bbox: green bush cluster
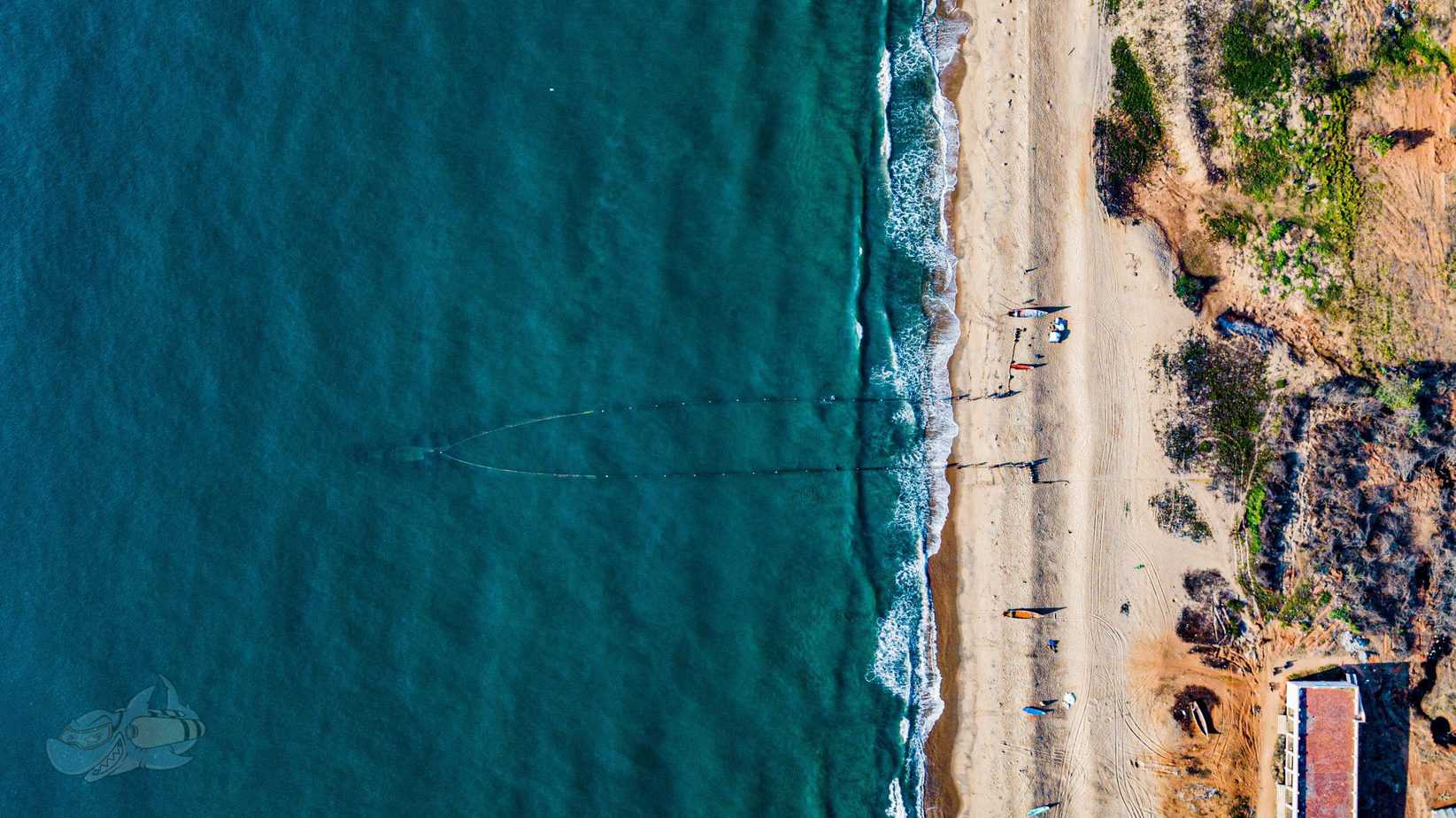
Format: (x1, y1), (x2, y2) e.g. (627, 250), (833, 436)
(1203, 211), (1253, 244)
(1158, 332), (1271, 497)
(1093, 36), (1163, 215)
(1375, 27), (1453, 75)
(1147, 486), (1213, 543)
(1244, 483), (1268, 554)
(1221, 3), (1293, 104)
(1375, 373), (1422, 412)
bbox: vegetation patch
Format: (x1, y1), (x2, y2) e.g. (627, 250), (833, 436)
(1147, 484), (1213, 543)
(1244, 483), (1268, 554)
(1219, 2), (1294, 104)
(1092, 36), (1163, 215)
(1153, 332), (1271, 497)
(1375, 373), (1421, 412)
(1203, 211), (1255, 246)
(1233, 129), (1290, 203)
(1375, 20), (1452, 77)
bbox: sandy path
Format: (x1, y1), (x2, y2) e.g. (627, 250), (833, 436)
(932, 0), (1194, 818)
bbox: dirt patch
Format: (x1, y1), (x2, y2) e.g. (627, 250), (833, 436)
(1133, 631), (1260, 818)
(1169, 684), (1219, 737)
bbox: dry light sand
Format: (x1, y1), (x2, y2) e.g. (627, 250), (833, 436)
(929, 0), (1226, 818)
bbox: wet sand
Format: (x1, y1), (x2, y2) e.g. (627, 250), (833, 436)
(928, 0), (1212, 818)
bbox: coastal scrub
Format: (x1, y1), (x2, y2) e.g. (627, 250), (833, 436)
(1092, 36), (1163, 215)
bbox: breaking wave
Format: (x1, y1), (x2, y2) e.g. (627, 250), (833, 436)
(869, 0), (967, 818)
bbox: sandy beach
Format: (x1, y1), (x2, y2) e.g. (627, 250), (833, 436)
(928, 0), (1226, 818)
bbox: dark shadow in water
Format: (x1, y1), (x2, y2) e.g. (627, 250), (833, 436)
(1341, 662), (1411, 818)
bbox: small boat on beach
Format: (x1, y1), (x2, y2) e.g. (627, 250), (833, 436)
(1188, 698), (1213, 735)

◇ ◇ ◇

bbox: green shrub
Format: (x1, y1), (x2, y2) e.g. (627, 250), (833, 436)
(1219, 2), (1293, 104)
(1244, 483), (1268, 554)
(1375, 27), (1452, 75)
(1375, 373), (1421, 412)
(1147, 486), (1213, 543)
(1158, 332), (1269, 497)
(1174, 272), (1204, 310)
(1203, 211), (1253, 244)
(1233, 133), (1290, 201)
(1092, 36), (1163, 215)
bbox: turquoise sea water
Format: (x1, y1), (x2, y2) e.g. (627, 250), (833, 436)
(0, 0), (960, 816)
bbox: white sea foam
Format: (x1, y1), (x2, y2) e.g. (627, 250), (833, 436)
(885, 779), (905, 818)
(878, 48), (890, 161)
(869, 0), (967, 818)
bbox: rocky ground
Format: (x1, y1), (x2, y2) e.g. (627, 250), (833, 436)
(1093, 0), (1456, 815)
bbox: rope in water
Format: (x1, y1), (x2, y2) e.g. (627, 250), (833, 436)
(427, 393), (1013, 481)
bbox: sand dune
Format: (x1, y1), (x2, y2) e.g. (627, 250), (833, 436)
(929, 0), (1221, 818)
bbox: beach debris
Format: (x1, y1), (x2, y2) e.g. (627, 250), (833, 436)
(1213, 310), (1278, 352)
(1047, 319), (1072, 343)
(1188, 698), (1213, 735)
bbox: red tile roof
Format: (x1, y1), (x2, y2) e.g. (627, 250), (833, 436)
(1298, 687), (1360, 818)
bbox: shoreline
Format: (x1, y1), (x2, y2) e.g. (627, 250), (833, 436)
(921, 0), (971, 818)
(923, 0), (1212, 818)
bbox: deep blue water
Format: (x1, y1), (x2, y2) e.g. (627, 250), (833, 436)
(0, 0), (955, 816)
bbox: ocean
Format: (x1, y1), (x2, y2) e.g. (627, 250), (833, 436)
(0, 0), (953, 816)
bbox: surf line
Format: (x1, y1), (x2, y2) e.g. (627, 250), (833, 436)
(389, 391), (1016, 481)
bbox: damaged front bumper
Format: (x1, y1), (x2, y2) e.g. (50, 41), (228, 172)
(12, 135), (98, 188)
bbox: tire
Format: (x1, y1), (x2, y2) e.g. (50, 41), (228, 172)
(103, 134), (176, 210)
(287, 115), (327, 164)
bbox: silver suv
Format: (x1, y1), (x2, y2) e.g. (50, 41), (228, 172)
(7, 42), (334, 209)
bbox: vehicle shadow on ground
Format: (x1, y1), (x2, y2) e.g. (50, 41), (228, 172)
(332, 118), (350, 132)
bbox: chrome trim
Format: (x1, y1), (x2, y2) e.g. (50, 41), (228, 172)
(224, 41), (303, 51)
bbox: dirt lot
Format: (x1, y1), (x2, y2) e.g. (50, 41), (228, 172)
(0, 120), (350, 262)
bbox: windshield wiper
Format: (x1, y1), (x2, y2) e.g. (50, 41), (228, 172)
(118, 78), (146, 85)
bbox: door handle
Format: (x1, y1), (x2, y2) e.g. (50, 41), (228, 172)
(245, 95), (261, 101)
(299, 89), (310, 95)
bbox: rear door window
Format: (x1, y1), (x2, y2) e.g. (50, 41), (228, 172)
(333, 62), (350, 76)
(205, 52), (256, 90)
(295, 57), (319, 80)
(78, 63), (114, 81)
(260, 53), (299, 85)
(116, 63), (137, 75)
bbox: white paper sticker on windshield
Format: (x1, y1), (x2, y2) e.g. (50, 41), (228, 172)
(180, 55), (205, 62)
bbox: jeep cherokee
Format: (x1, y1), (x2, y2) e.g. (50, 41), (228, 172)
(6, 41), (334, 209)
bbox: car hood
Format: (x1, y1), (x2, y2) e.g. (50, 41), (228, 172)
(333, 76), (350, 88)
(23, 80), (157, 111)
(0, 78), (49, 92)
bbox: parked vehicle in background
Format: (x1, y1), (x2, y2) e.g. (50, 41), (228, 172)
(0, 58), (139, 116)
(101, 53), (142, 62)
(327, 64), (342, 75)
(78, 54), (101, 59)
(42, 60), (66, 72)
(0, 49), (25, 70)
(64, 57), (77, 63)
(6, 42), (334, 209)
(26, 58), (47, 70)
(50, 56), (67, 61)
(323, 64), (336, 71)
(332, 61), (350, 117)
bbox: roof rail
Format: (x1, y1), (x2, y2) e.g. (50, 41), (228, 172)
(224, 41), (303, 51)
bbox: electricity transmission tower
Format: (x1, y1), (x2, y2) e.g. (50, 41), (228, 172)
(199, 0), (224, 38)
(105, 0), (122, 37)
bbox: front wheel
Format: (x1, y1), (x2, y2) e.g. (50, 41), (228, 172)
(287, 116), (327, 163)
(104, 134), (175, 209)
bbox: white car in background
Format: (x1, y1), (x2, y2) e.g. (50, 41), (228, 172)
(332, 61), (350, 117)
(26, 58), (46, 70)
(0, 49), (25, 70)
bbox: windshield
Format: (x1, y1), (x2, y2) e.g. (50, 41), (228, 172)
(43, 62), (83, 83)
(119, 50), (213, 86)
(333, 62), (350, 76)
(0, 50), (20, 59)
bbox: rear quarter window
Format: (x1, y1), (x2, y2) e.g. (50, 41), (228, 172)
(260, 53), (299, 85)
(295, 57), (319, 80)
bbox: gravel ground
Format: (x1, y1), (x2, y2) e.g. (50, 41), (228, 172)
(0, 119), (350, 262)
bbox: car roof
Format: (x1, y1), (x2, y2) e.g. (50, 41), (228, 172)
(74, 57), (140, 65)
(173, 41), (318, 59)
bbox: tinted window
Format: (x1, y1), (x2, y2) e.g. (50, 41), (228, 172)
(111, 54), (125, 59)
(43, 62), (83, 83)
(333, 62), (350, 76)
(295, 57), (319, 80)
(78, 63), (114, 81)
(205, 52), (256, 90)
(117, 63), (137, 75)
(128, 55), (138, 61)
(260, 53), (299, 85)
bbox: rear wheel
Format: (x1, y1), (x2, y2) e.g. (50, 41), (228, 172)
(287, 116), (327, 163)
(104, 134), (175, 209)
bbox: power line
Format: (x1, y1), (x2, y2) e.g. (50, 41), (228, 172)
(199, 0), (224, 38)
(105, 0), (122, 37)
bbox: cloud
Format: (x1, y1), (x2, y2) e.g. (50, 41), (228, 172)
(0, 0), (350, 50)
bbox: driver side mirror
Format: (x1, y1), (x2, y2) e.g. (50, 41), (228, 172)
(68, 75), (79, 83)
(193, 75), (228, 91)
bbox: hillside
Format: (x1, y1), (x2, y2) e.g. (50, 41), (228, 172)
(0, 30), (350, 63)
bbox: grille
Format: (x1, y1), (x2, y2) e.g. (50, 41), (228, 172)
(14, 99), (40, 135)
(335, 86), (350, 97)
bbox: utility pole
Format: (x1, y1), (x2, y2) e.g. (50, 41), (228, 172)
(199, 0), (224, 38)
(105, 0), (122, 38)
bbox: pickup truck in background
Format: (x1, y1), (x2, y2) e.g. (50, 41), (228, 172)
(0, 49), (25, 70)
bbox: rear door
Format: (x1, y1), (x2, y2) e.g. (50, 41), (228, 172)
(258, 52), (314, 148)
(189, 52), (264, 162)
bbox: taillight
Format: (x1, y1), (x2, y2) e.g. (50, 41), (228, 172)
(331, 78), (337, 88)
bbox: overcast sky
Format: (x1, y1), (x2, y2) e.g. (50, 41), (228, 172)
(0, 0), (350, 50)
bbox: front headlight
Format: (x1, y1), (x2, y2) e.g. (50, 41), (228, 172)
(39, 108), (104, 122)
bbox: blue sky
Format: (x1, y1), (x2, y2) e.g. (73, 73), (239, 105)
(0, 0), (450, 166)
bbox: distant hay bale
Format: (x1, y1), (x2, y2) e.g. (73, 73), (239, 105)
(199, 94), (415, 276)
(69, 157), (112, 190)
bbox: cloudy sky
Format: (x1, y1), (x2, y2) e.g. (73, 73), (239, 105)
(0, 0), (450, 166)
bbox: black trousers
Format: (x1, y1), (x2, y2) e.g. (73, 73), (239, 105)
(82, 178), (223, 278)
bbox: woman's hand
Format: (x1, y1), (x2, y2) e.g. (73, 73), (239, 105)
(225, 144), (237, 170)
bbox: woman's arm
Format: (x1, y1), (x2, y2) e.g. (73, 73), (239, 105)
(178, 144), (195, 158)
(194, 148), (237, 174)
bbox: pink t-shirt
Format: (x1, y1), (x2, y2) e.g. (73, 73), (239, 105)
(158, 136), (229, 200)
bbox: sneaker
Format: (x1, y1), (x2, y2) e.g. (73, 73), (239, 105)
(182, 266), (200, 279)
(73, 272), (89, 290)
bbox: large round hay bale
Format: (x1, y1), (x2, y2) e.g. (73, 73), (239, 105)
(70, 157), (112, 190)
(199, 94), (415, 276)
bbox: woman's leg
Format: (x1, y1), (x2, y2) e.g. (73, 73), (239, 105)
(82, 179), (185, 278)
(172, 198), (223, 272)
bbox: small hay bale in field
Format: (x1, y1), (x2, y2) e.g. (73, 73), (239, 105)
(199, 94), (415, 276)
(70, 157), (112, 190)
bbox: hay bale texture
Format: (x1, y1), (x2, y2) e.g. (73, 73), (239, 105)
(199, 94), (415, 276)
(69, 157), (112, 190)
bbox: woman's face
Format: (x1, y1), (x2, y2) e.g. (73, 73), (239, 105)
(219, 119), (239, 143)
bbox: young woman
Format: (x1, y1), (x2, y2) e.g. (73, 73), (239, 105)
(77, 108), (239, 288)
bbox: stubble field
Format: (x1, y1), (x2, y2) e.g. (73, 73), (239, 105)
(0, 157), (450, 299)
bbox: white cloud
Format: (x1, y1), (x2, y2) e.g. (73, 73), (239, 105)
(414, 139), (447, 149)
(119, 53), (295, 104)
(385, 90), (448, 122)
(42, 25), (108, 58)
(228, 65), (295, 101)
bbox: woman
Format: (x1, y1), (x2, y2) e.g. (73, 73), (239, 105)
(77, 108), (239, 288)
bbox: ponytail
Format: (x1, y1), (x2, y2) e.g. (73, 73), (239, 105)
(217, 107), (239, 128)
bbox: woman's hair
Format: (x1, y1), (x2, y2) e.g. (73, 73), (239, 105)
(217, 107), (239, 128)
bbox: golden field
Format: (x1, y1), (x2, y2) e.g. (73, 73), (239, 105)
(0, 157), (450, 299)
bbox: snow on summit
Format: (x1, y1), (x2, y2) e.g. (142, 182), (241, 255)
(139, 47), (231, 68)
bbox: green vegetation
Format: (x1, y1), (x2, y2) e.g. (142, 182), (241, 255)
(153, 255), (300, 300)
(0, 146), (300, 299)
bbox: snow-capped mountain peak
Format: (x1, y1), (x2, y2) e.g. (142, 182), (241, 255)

◇ ◇ ◇

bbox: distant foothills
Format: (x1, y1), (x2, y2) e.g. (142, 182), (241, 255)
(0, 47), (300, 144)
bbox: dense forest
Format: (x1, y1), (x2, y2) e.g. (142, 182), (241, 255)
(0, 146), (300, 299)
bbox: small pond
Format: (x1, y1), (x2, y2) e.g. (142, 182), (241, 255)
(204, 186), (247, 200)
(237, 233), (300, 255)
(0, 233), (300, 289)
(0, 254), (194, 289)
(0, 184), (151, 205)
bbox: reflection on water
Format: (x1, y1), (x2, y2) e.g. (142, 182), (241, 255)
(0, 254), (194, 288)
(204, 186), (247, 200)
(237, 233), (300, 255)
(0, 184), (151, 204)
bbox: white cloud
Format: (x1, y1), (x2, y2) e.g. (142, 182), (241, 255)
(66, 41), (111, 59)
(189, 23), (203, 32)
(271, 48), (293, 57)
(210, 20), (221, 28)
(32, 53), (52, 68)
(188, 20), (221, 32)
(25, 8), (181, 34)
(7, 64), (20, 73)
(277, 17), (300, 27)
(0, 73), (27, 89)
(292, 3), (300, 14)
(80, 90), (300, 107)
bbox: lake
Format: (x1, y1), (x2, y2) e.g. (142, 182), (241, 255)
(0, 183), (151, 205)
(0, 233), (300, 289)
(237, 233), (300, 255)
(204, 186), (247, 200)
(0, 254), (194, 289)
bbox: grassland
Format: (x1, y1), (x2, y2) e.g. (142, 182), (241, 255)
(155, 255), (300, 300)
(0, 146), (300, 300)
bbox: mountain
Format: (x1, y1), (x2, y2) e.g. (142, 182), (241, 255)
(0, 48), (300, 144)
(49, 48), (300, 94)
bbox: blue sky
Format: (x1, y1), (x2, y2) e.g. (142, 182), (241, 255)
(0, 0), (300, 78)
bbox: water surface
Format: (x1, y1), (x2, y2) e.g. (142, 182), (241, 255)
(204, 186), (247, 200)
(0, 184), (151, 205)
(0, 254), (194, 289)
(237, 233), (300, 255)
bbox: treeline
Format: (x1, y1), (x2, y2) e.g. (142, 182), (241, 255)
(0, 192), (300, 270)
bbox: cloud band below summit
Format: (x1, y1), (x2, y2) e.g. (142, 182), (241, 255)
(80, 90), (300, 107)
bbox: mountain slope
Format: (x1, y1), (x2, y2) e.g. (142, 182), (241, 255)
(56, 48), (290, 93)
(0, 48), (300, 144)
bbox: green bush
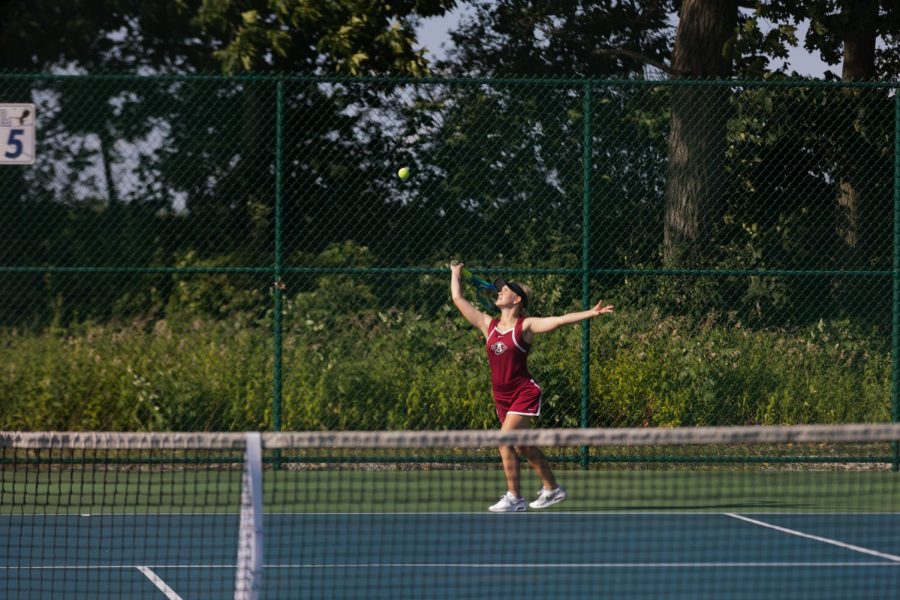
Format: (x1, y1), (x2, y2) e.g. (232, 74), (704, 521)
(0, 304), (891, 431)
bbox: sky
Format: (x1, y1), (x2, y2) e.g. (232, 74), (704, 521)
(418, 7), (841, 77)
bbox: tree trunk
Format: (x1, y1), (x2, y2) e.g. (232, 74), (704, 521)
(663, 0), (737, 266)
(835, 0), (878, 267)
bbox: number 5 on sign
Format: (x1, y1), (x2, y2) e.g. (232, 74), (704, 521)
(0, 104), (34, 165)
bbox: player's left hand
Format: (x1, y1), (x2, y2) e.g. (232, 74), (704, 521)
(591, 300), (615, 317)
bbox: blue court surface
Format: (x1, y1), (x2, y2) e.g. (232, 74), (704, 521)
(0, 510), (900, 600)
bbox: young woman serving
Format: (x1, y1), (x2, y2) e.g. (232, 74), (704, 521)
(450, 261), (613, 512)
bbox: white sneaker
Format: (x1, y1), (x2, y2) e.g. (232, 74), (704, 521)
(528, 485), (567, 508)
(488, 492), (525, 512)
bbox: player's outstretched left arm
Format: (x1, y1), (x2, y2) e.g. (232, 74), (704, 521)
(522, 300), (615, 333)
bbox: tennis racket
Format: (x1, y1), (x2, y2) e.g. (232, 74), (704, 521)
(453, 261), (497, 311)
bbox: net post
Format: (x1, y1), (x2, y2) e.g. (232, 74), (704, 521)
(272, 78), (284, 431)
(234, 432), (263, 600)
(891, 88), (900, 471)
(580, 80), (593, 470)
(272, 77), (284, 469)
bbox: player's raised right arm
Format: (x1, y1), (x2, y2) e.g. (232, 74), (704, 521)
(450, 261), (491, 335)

◇ ◇ ◇

Return, word for word, the lines of the entries starting with the line that contains "bbox: green bush cluster" and going on through the line that contains "(928, 0), (1226, 818)", both of those lines included. Leave the pictures out.

bbox: green bush cluster
Format: (x1, y1), (x2, y2) e.g. (627, 250), (833, 436)
(1203, 211), (1253, 244)
(1158, 332), (1271, 497)
(1093, 36), (1163, 215)
(1375, 27), (1453, 75)
(1147, 486), (1213, 543)
(1244, 483), (1268, 554)
(1221, 3), (1293, 104)
(1375, 373), (1422, 412)
bbox: vegetation patch
Format: (x1, y1), (x2, y2) e.g. (627, 250), (833, 436)
(1147, 484), (1213, 543)
(1244, 483), (1268, 554)
(1219, 2), (1294, 104)
(1092, 36), (1163, 215)
(1153, 332), (1271, 497)
(1375, 373), (1421, 412)
(1203, 211), (1255, 246)
(1233, 129), (1290, 203)
(1375, 20), (1452, 77)
bbox: sandy path
Format: (x1, y1), (x2, y2) e.g. (627, 250), (833, 436)
(932, 0), (1194, 818)
bbox: dirt patch
Format: (x1, y1), (x2, y2) e.g. (627, 250), (833, 436)
(1133, 631), (1260, 818)
(1169, 684), (1219, 737)
bbox: dry light sand
Format: (x1, y1), (x2, y2) e.g. (627, 250), (833, 436)
(929, 0), (1226, 818)
bbox: wet sand
Format: (x1, y1), (x2, y2) e.g. (627, 250), (833, 436)
(928, 0), (1212, 818)
bbox: coastal scrub
Format: (x1, y1), (x2, y2) e.g. (627, 250), (833, 436)
(1092, 36), (1163, 215)
bbox: breaking wave
Format: (x1, y1), (x2, y2) e.g. (627, 250), (833, 436)
(869, 0), (967, 818)
bbox: sandy beach
Format: (x1, y1), (x2, y2) e.g. (627, 250), (833, 436)
(928, 0), (1226, 818)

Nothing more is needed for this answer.